*TEXT*
‘Western world must brace itself for 9/11 of cyber attacks’

From: Haaretz

Experts speaking at international counter-terrorism conference stress the Internet’s vulnerability to attack.

By Judy Maltz

The Western world needs to brace itself for a cyber-attack of unprecedented proportions, a senior British law enforcement official warned participants at an international counter-terrorism conference on Tuesday.

“We have not had the 9/11 yet in cyber, but it will come,” said Adrian Leppard, commissioner of the City of London police. “You cannot think that an infrastructure that is unregulated, that cannot be policed, and that has no common legislation or rules is going to be able to protect itself indefinitely from that sort of attack.”

Leppard was a participant on a special panel devoted to the challenges of cyber-terrorism at the 13th annual conference of the International Institute for Counter-Terrorism (ICT) at the Interdisciplinary Center Herzliya.

The City of London police chief said that it is incumbent upon government leaders to engage large private corporations, which are losing billions of dollars today to cyber attacks, in the battle against such warfare. “The biggest global sectors, banking and telecom, are those with the most to lose and they’re the people you need to work with,” he said. “We have to start thinking of finding profitable ways of encouraging them to help start working to protect themselves and us.”

*CHECK YOUR UNDERSTANDING*
1. In the article on cyber attacks, what position does Adrian Leppard hold?
2. According to Leppard in the article on cyber attacks, what three features of the infrastructure mean it cannot protect itself indefinitely from attack?
3. Continue the article on cyber attacks from its final sentence.
The records are not required for this work.

*DATA SHOWN*
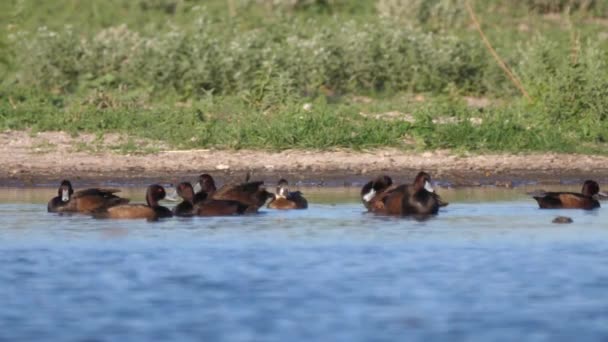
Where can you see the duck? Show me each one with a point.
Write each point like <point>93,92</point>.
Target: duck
<point>151,211</point>
<point>250,193</point>
<point>586,199</point>
<point>186,207</point>
<point>373,191</point>
<point>417,199</point>
<point>284,199</point>
<point>83,201</point>
<point>206,207</point>
<point>205,187</point>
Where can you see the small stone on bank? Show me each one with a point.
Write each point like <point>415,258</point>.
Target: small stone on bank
<point>562,219</point>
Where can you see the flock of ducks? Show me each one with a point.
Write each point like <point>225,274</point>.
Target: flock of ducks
<point>379,196</point>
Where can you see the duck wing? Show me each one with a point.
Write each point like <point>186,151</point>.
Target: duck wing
<point>96,192</point>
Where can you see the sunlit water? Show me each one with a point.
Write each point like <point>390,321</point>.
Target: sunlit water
<point>491,266</point>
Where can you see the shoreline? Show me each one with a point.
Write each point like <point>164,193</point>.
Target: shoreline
<point>46,158</point>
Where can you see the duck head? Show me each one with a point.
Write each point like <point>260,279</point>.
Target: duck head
<point>185,191</point>
<point>378,185</point>
<point>154,194</point>
<point>423,181</point>
<point>282,189</point>
<point>65,190</point>
<point>205,183</point>
<point>592,189</point>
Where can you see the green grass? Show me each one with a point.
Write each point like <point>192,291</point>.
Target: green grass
<point>204,74</point>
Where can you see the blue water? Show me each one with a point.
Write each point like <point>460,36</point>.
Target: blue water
<point>479,271</point>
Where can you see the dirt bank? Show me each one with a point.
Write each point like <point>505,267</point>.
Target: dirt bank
<point>43,158</point>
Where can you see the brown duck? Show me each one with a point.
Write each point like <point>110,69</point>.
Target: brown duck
<point>151,211</point>
<point>251,194</point>
<point>83,201</point>
<point>372,192</point>
<point>418,198</point>
<point>205,207</point>
<point>587,199</point>
<point>284,199</point>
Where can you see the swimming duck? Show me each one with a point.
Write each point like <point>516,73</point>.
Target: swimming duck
<point>151,211</point>
<point>417,198</point>
<point>283,199</point>
<point>587,199</point>
<point>205,187</point>
<point>206,207</point>
<point>373,191</point>
<point>83,201</point>
<point>251,194</point>
<point>186,192</point>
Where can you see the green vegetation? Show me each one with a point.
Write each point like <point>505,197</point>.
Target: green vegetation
<point>310,73</point>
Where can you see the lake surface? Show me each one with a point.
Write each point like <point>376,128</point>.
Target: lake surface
<point>491,266</point>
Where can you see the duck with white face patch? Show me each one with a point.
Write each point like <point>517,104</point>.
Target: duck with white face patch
<point>284,199</point>
<point>83,201</point>
<point>373,190</point>
<point>419,198</point>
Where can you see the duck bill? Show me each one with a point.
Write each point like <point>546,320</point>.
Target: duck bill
<point>171,195</point>
<point>368,196</point>
<point>65,195</point>
<point>428,187</point>
<point>602,195</point>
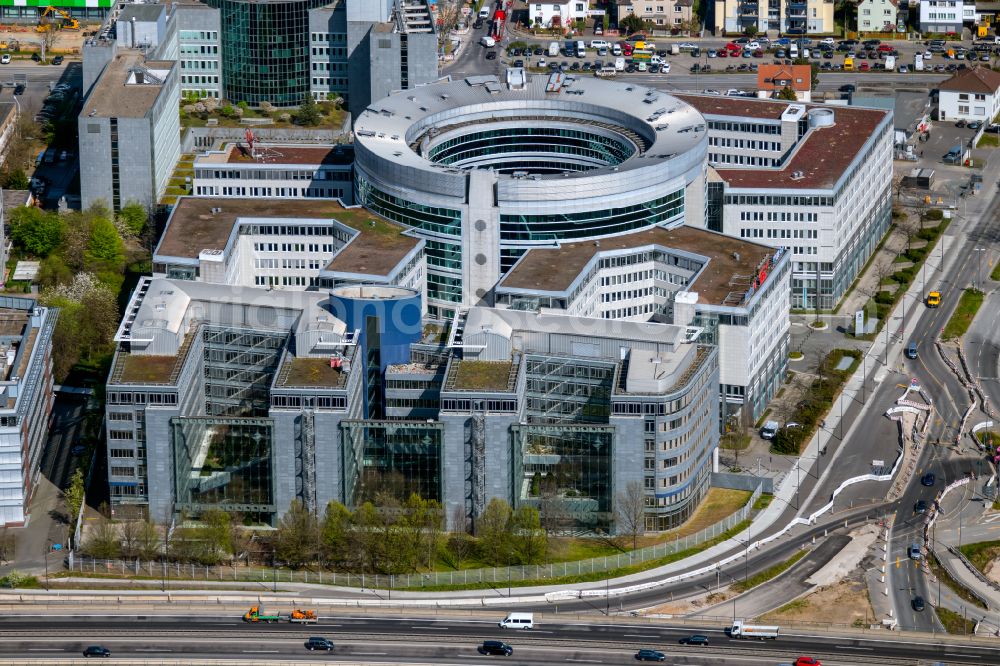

*TASK RESPONSES*
1. He is commissioner of the City of London police.

2. It is unregulated, it cannot be policed, and it has no common legislation or rules.

3.
Other international participants on the panel warned that existing legislation designed to combat cyber crime was inadequate. “I’m not here to criticize any government, but it is extremely important that we think about the need to be effective and give our law enforcement people effective powers,” said Mauro Miedco, a senior official at the terrorism prevention branch of the United National Office on Drugs and Crime in Vienna.

He noted that about 90 percent of recent terror attacks have been prepared, planned and incited through the Internet. “The Internet today is the most powerful tool that terrorist organizations have at their disposal,” he said.

Governments need to reach out more to Internet providers and enlist their assistance in combating cyber warfare, urged Jarko Jokinen, an advisor on anti-terrorism issues at the Organization for Security and Co-operation in Europe. “Law enforcement officials are responsible for the prevention and investigation of crime,” he said, “but the Internet industries are also knowledgeable and they have lots of data about customers who are perpetrators and victims of criminal acts. We need to engage them in this way.”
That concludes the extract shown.